• [What you will do]:
Please copy the items from the line containing "target | wrought iron balcony" through the end of the items, inclusive, keeping every line exactly as it appears.

(Extracted data items)
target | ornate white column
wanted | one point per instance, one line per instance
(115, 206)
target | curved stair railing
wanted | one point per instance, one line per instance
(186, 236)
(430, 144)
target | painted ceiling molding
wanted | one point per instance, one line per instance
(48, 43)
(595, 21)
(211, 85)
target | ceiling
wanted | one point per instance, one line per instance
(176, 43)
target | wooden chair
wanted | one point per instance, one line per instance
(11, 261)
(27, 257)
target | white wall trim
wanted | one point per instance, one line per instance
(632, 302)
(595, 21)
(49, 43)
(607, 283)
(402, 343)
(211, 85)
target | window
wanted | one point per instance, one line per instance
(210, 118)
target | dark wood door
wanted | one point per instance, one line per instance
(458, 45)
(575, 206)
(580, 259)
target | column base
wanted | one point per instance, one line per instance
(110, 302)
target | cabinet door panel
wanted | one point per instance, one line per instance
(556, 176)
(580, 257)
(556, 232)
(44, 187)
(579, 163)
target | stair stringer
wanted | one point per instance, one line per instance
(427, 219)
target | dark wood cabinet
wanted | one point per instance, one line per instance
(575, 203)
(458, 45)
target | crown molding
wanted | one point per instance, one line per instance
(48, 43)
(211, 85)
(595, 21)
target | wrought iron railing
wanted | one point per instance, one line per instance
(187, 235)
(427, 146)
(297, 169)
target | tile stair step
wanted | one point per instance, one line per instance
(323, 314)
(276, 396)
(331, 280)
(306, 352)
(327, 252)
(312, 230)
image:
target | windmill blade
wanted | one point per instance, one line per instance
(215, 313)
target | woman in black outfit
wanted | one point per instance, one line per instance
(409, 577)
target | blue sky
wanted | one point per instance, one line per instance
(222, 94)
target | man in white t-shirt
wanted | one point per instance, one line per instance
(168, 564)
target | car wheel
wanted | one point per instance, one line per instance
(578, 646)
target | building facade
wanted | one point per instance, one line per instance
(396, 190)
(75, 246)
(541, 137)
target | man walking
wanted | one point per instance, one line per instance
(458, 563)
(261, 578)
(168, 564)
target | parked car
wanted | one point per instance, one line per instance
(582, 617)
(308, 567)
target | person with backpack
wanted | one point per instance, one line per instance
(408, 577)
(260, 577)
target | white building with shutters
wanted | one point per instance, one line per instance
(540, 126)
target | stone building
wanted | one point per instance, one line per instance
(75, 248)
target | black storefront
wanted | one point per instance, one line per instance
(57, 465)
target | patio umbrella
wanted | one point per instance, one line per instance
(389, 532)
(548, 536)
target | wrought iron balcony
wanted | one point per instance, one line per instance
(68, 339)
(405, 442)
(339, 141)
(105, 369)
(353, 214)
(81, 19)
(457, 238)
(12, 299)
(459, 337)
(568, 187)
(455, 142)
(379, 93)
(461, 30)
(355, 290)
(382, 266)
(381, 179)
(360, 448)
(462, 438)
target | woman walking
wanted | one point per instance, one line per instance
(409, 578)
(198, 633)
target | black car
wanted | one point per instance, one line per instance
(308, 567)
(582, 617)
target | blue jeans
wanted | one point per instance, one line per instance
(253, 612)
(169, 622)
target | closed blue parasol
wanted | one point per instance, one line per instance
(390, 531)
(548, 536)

• [Reply]:
target | wrought iron balcony
wanted | one point per instance, one line per instance
(68, 339)
(405, 442)
(339, 141)
(105, 369)
(353, 214)
(81, 19)
(457, 238)
(12, 299)
(459, 337)
(568, 187)
(455, 142)
(379, 93)
(461, 30)
(355, 290)
(382, 266)
(381, 179)
(360, 448)
(462, 438)
target | woman walking
wanted | one point per instance, one line per instance
(409, 578)
(198, 633)
target | black car
wanted | one point per instance, one line per instance
(308, 567)
(582, 617)
target | blue jeans
wanted | one point per instance, one line per instance
(253, 612)
(169, 622)
target | closed blue parasol
wanted | one point per instance, one line per instance
(390, 531)
(548, 536)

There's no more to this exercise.